BEGIN

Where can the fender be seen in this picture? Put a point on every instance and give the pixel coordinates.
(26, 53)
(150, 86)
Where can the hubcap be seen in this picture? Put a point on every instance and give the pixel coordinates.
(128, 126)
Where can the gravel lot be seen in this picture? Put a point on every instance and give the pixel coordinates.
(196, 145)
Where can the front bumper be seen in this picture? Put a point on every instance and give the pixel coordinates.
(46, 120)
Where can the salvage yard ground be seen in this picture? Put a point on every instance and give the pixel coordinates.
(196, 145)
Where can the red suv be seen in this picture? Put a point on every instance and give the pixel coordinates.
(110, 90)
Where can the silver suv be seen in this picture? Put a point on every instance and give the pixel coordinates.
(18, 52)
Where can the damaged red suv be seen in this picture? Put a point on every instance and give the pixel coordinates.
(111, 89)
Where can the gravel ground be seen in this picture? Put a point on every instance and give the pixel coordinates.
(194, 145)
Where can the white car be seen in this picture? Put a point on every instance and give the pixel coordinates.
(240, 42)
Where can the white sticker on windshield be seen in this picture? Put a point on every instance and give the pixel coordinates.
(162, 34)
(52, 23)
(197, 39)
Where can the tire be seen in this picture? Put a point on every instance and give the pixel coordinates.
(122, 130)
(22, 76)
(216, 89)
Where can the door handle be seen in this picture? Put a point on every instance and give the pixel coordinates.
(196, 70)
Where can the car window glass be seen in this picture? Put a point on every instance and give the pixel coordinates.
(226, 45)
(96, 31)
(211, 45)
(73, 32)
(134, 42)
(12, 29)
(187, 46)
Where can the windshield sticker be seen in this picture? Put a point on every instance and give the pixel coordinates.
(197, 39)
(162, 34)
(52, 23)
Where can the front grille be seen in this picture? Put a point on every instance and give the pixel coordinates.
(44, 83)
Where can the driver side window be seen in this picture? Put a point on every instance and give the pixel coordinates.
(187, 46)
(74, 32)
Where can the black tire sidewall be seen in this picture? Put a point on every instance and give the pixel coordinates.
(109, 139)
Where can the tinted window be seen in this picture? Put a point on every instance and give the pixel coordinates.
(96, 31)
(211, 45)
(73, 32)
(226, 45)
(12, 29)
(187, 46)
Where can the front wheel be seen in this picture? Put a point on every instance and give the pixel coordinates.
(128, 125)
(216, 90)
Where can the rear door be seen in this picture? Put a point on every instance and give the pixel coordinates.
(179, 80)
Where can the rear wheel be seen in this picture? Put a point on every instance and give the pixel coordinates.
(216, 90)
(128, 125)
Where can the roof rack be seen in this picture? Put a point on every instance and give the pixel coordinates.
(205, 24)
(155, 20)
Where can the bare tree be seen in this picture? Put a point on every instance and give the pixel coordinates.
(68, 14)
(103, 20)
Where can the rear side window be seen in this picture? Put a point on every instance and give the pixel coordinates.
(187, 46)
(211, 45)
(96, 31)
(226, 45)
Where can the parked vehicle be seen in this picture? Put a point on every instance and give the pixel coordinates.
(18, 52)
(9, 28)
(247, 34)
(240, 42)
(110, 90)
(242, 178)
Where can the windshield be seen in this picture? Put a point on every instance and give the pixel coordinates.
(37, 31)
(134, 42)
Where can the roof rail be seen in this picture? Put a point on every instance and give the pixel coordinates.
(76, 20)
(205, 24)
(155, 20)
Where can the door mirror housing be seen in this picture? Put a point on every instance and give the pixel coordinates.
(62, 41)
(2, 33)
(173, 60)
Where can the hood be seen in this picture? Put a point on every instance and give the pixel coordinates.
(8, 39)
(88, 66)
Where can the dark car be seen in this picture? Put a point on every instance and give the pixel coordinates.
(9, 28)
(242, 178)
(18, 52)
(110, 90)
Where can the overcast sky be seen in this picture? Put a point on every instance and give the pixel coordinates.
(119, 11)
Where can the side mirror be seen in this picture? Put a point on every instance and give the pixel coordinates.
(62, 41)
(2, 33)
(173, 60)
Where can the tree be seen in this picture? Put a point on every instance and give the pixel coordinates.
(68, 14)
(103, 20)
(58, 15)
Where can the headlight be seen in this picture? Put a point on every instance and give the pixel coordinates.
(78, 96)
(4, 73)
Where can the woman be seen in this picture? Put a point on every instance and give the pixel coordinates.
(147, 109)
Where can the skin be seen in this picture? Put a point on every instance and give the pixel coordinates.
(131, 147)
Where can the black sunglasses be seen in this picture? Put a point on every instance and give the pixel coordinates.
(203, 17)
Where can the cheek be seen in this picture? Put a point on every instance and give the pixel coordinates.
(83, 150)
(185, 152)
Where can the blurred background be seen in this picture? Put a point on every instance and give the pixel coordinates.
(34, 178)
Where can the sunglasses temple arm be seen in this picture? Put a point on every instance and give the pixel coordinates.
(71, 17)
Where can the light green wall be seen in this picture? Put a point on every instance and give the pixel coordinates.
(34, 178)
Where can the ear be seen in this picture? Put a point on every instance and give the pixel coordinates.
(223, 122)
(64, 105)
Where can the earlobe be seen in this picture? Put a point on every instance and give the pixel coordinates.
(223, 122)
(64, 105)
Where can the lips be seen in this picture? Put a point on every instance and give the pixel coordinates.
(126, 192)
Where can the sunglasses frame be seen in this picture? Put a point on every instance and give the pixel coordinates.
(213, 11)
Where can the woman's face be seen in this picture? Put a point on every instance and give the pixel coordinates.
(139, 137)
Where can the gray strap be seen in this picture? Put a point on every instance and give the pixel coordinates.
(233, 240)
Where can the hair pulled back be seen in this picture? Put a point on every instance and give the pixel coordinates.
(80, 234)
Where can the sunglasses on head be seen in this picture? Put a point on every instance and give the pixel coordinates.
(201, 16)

END

Required task
Reproduce all of the rows above word for word, changing nothing.

Result
Where can the fender be seen in this picture? Put a point on every instance and give the pixel coordinates.
(26, 53)
(150, 86)
Where can the hubcap be seen in this picture? Put a point on every instance and give the pixel coordinates.
(128, 126)
Where can the gravel lot be seen in this picture? Put a point on every instance and give the pixel coordinates.
(196, 145)
Where can the front bumper be seen in this picture? Put a point on every instance and give the pixel coordinates.
(46, 120)
Where can the salvage yard ground be seen in this picture? Put a point on every instance and give the pixel coordinates.
(196, 145)
Where can the red suv be seen in this picture? Put a point on every instance and give the pixel coordinates.
(110, 90)
Where can the silver suv be seen in this picture? Put a point on every instance and give the pixel coordinates.
(18, 52)
Where can the damaged red suv be seen in this picture? Put a point on every instance and give the pixel coordinates.
(111, 89)
Where can the gravel ground be seen in this picture? Put a point on every instance and give the pixel coordinates.
(194, 145)
Where can the white car be seen in this picture? Put a point on every instance and give the pixel coordinates.
(240, 42)
Where can the white sticker on windshield be seen in this picture? Put a point on every instance and give the pixel coordinates.
(162, 34)
(52, 23)
(197, 39)
Where can the tire be seen in this picture? Put a point on every instance and give the pixel coordinates.
(122, 130)
(22, 76)
(216, 89)
Where can the door handle be seen in this picture? Put a point on every instance and give the pixel coordinates.
(196, 70)
Where can the car window glass be seen in this picture? Put a point on every instance and give the pixel coordinates.
(226, 45)
(96, 31)
(211, 45)
(73, 32)
(134, 42)
(12, 29)
(187, 46)
Where can the windshield sticker be seen in this picture? Put a point on every instance and give the pixel coordinates.
(197, 39)
(162, 34)
(52, 23)
Where can the front grille be seen in this picture? Put a point on every instance and give the pixel coordinates.
(44, 83)
Where can the driver side window be seen in this picture? Put a point on every instance and give the pixel coordinates.
(187, 46)
(74, 32)
Where can the black tire sidewall be seen in this picture? Put a point on every instance and give the pixel coordinates.
(109, 139)
Where can the tinted window be seen in this picture? Put a point on every instance and give the pixel coordinates.
(96, 31)
(211, 45)
(73, 32)
(226, 45)
(12, 29)
(187, 46)
Where can the front wheel be seen in this picture? Put a point on every instance and give the pixel coordinates.
(128, 125)
(216, 90)
Where can the rear door be seen in this picture? Put a point on every instance and give the pixel coordinates.
(179, 80)
Where can the rear wheel be seen in this picture? Put a point on every instance and give the pixel coordinates.
(216, 90)
(128, 125)
Where can the roof rack be seen in this picture? Put a point on every instance and give the pixel coordinates.
(205, 24)
(155, 20)
Where can the bare tree be seen in this picture? Put a point on every instance and give the pixel coordinates.
(68, 14)
(103, 20)
Where can the rear side window be seen in this picture? Put a point on every instance and give the pixel coordinates.
(187, 46)
(211, 45)
(96, 31)
(226, 45)
Where can the parked vehicle be seen in this picture? Put a point on every instance and give the pixel coordinates.
(18, 52)
(9, 28)
(247, 34)
(240, 42)
(110, 90)
(242, 178)
Where can the windshield be seen in this picture? Put a point on every instance and give the pixel coordinates.
(37, 31)
(134, 42)
Where can the roof rail be seen in this picture? Put a point on every instance and give the pixel coordinates.
(76, 20)
(205, 24)
(155, 20)
Where can the door mirror housing be seen in this picture? Put a point on every instance and give the pixel coordinates.
(62, 41)
(2, 33)
(173, 60)
Where can the hood be seen in this picture? Put a point on every instance and give the pixel coordinates.
(8, 39)
(88, 66)
Where can the dark car be seen in this picture? Put a point on every instance and give the pixel coordinates.
(9, 28)
(242, 178)
(18, 52)
(110, 90)
Where can the overcast sky be seen in this picture? Put a point on every instance and give the pixel coordinates.
(119, 11)
Where can the side mirror be seen in this picture? Put a point on every instance and give the pixel coordinates.
(62, 41)
(2, 33)
(173, 60)
Where can the tree be seen in this picture? Put a point on every instance and give the pixel coordinates.
(68, 14)
(103, 20)
(58, 15)
Where can the headlight be seen in this picture? Put a point on every instance and give the pixel coordinates.
(78, 96)
(4, 73)
Where can the woman be seen in this picture? Put a point on every instance and give the pixel coordinates.
(147, 109)
Where can the skin be seen in this picture? Put a point on every instance and give the pixel coordinates.
(131, 147)
Where can the black sunglasses be seen in this picture? Put a point on every instance and give the pixel coordinates.
(203, 17)
Where can the cheek be seen in this picture? Put a point on every instance and give the pixel coordinates.
(83, 150)
(185, 152)
Where can the blurred background be seen in this picture? Put a point on every instance and give the pixel coordinates.
(34, 178)
Where can the sunglasses temple arm be seen in this picture? Put a point on every instance and give the pixel coordinates.
(71, 17)
Where can the light green wall be seen in this picture? Put a point on every instance and give the pixel coordinates.
(34, 178)
Where can the ear be seen in this picture? Put a point on every instance and give the pixel coordinates.
(223, 122)
(64, 105)
Where can the earlobe be seen in this picture? Put a point on every instance and give the pixel coordinates.
(223, 122)
(64, 105)
Where can the lips be seen in this picture? Put a point on every instance and give the pixel coordinates.
(126, 192)
Where can the sunglasses frame be seen in this picture? Put a point on every instance and give the pixel coordinates.
(213, 11)
Where can the woman's face be seen in this picture? Put a point on every instance and give the pixel coordinates.
(139, 137)
Where can the gray strap be seen in this picture? Put a point on every instance and give the pixel coordinates.
(233, 240)
Where can the hair pulled back be seen in this picture? Put a point on every instance and give the pixel coordinates.
(80, 234)
Where can the sunglasses on head be seen in this picture? Put a point on every instance and give the pixel coordinates.
(201, 16)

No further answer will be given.